● THE TASK
In the records below, find the line containing "x=279, y=90" and the line containing "x=259, y=143"; please repeat exactly the lines from one to the other, both included, and nothing more.

● DATA FOR THIS EXERCISE

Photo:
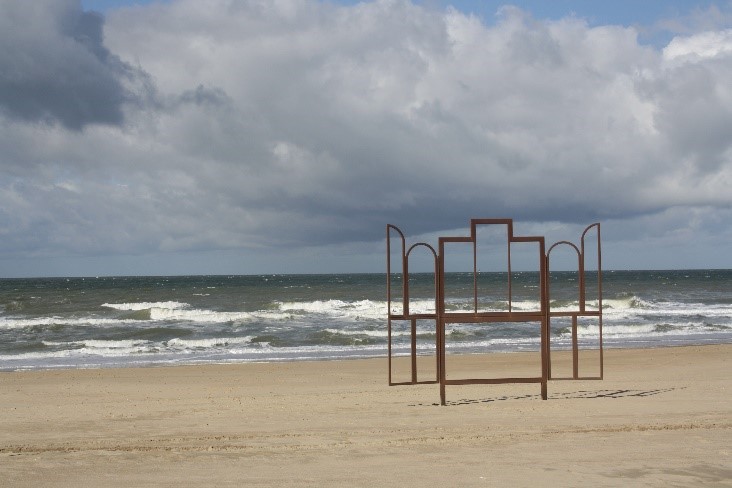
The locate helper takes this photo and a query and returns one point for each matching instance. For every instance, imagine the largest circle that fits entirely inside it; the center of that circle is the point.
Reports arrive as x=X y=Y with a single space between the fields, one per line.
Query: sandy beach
x=661 y=417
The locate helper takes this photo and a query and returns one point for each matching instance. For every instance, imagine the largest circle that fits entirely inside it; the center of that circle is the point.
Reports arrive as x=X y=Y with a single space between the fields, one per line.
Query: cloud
x=56 y=67
x=288 y=124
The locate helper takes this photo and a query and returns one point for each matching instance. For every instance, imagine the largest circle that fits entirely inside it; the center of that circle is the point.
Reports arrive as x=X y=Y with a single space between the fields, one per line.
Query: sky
x=281 y=136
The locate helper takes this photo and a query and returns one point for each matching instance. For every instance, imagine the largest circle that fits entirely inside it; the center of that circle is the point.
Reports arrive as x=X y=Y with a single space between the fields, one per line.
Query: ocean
x=93 y=322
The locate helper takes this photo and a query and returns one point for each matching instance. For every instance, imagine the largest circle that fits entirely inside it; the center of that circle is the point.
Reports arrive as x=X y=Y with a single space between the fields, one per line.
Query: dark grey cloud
x=285 y=126
x=56 y=68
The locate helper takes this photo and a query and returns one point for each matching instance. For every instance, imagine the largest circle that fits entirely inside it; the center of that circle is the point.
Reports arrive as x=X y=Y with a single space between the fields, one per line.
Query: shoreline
x=661 y=416
x=354 y=357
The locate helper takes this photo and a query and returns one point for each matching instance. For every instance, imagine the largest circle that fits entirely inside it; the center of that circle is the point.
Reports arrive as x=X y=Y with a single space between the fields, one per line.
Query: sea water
x=132 y=321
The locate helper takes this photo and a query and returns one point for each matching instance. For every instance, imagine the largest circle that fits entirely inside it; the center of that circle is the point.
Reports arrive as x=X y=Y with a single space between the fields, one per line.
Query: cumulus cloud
x=297 y=123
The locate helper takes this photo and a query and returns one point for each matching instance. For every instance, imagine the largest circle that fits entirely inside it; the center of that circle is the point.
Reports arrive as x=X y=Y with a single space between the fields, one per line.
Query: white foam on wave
x=170 y=305
x=19 y=323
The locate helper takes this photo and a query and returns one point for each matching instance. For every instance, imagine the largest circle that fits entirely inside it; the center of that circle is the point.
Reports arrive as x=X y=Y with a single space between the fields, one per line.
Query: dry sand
x=661 y=417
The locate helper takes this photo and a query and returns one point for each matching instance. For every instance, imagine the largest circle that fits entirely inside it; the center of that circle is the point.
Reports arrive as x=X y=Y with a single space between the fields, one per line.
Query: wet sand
x=661 y=417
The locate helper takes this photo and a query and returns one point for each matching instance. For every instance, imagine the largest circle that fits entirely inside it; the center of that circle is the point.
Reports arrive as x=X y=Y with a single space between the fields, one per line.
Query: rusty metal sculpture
x=541 y=315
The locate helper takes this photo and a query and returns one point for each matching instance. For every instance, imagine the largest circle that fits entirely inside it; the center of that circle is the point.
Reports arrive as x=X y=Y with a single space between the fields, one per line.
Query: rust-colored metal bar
x=599 y=288
x=414 y=349
x=543 y=316
x=575 y=349
x=389 y=228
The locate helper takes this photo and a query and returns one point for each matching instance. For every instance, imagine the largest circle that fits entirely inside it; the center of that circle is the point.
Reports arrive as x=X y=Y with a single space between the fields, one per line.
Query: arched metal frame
x=442 y=316
x=406 y=315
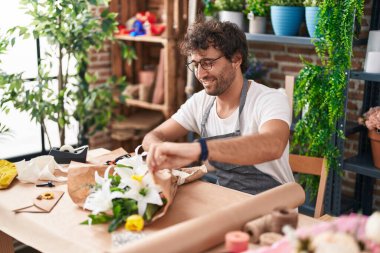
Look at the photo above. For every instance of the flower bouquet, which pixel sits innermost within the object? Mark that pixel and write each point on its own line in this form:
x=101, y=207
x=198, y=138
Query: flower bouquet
x=371, y=119
x=128, y=193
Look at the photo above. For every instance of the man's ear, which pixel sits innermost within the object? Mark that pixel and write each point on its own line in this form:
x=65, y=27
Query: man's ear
x=236, y=60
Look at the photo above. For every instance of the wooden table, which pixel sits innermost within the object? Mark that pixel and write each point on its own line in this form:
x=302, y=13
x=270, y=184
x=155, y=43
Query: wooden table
x=59, y=230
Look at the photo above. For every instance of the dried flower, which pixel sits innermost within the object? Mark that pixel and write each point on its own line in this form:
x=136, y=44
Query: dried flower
x=371, y=119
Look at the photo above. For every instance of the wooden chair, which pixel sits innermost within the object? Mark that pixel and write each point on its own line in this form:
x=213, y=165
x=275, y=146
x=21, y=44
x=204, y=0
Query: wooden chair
x=312, y=166
x=306, y=164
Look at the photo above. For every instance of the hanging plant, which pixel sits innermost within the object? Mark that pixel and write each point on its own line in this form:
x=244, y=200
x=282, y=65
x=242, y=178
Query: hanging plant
x=321, y=88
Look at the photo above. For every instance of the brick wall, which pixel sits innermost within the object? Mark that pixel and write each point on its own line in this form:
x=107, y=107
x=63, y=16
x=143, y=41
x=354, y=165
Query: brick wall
x=281, y=60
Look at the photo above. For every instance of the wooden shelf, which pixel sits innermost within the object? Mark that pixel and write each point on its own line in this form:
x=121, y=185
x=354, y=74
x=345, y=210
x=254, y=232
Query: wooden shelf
x=296, y=40
x=145, y=105
x=143, y=38
x=360, y=75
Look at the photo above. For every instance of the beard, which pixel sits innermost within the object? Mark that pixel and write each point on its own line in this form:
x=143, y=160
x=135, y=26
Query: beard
x=221, y=82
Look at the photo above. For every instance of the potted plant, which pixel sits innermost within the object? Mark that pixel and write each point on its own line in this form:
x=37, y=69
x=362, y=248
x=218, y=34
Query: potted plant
x=371, y=119
x=71, y=30
x=209, y=9
x=231, y=10
x=312, y=15
x=286, y=16
x=257, y=11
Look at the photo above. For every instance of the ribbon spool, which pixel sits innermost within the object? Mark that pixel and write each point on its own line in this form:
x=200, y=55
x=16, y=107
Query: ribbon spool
x=236, y=241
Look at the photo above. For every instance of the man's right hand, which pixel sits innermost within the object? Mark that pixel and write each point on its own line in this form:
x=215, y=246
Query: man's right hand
x=170, y=155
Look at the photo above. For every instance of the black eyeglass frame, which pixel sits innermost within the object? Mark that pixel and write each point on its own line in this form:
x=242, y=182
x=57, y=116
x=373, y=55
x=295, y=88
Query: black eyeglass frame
x=210, y=63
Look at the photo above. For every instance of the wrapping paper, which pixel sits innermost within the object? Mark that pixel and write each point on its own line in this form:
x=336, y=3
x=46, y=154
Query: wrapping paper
x=81, y=178
x=232, y=217
x=59, y=231
x=42, y=205
x=39, y=168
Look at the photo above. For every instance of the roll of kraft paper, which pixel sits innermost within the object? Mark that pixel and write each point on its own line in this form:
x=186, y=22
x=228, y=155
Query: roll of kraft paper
x=272, y=222
x=207, y=231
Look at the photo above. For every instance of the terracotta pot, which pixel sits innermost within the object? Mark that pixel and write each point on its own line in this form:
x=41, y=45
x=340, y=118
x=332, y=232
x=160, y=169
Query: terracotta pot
x=375, y=145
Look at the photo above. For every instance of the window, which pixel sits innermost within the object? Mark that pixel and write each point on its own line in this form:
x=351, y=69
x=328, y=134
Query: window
x=26, y=136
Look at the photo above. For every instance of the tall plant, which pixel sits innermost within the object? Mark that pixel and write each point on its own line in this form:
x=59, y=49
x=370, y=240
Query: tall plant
x=321, y=88
x=72, y=29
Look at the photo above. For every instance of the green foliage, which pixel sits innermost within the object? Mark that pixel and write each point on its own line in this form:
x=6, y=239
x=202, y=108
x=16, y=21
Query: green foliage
x=321, y=88
x=257, y=7
x=122, y=208
x=230, y=5
x=3, y=129
x=312, y=3
x=71, y=29
x=286, y=2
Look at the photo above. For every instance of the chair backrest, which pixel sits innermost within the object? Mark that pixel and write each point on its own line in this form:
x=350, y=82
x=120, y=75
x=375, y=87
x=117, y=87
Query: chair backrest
x=306, y=164
x=312, y=166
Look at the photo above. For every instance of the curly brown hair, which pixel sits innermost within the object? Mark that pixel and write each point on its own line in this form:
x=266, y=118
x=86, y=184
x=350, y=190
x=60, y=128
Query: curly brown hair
x=224, y=36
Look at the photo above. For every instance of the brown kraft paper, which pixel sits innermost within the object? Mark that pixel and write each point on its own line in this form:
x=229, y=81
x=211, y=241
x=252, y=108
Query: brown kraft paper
x=81, y=178
x=206, y=231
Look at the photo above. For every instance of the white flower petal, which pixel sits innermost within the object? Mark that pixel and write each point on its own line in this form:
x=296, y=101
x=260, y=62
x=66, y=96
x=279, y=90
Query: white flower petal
x=153, y=197
x=141, y=205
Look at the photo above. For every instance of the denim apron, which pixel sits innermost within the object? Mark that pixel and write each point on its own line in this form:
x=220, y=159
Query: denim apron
x=245, y=178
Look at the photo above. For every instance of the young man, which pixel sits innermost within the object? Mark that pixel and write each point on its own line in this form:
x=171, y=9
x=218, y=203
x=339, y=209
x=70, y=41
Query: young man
x=244, y=126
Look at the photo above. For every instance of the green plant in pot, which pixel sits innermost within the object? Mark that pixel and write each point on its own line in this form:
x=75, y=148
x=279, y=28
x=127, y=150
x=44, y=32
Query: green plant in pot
x=257, y=11
x=209, y=9
x=322, y=87
x=287, y=16
x=311, y=14
x=231, y=10
x=71, y=29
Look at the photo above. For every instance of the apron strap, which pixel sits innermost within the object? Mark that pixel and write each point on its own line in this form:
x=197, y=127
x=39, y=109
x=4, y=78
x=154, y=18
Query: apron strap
x=243, y=97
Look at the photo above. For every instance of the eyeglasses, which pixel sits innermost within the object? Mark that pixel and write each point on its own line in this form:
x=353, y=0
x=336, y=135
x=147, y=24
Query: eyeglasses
x=206, y=64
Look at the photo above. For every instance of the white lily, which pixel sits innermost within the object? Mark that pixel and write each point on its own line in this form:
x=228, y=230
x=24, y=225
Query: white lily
x=99, y=200
x=101, y=180
x=143, y=190
x=135, y=163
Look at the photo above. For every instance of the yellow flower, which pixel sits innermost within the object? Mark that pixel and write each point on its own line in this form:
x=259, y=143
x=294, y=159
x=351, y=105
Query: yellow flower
x=137, y=178
x=134, y=223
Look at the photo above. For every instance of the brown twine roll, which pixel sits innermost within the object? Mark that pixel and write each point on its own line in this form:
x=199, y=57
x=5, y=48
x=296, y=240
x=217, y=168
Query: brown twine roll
x=268, y=238
x=272, y=222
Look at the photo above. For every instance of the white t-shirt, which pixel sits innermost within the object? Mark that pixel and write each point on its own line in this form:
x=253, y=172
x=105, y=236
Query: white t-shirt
x=262, y=104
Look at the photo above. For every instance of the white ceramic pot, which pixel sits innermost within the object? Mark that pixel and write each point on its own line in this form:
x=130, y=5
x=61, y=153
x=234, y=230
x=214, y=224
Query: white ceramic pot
x=233, y=17
x=257, y=24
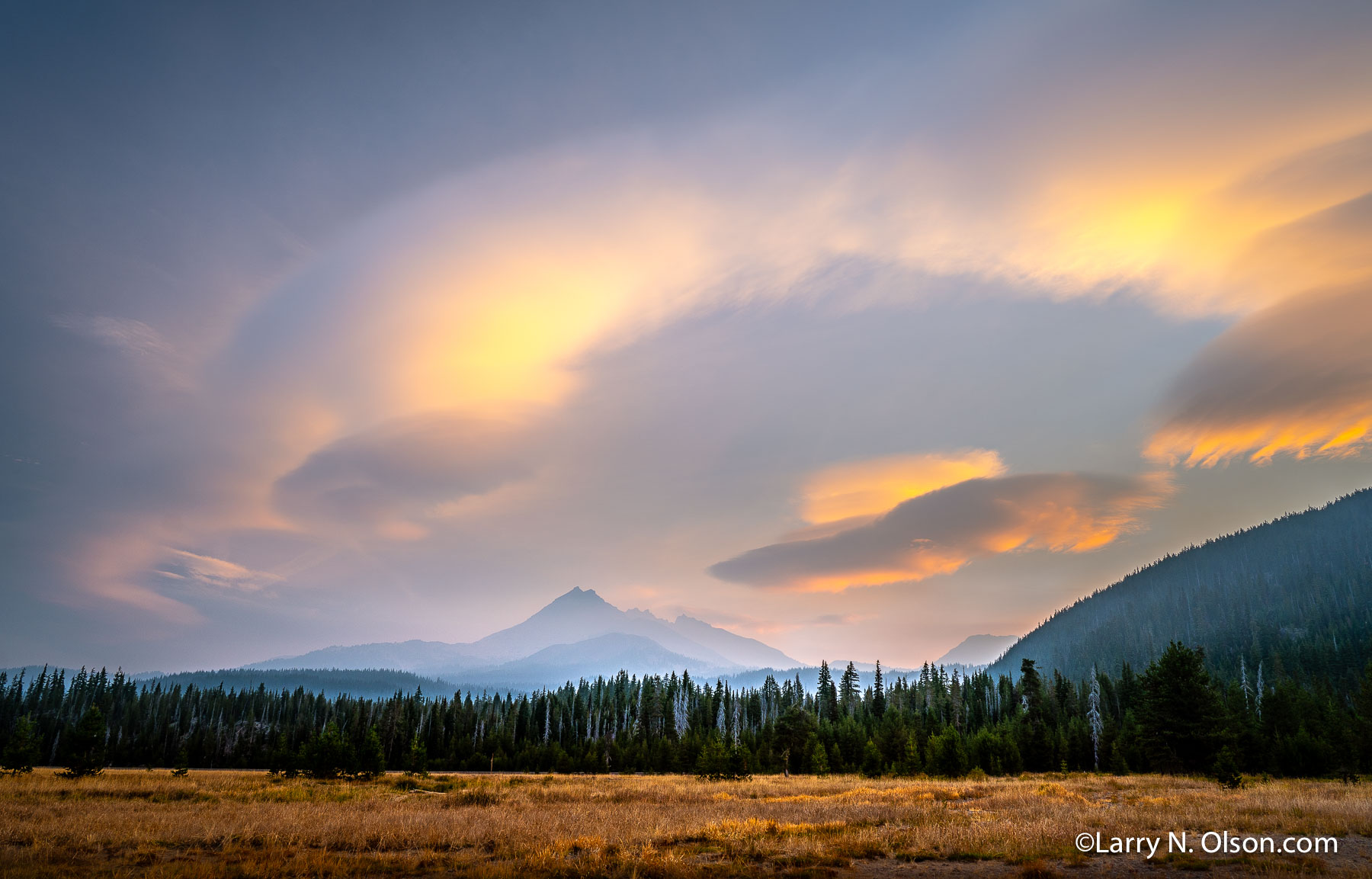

● ANSWER SECTION
x=279, y=90
Query: white flower petal
x=153, y=197
x=141, y=205
Look at the photo above. For every instance of the denim apron, which pixel sits innermost within the object? Mark that pixel and write each point on its own line in this form:
x=220, y=159
Query: denim apron
x=245, y=178
Look at the photo above. For every instance of the young man, which pixel sits innermost within the object? Mark that pixel and write each point on its own line in this form:
x=171, y=9
x=218, y=203
x=339, y=209
x=70, y=41
Query: young man
x=244, y=126
Look at the photo above. For every instance of the green plant in pot, which pixel sits innermost within the object? Mark that pixel and write each point on its own line in this form:
x=75, y=148
x=279, y=28
x=127, y=150
x=44, y=32
Query: green plant in pot
x=257, y=11
x=209, y=9
x=322, y=87
x=287, y=16
x=311, y=14
x=231, y=10
x=71, y=29
Look at the photo above. For every instance of the apron strap, which pixel sits innermost within the object? Mark that pixel and write each point on its own line in this form:
x=197, y=127
x=39, y=109
x=4, y=78
x=154, y=18
Query: apron strap
x=243, y=97
Look at the photo above. For every instance of the eyeglasses, which pixel sits innermost within the object? Mark that pixel and write each point on its own line in this form:
x=353, y=0
x=336, y=135
x=147, y=24
Query: eyeglasses
x=206, y=64
Look at the photo above. For every instance of the white lily, which pixel sits innermost within the object? Mark that pixel and write each point on its own line in this form:
x=228, y=230
x=24, y=225
Query: white lily
x=99, y=200
x=101, y=180
x=143, y=190
x=135, y=163
Look at the photo above. For every instance of the yellow flower, which pixel sits innermost within the object? Mark that pixel and write each point on its own line in this form:
x=259, y=143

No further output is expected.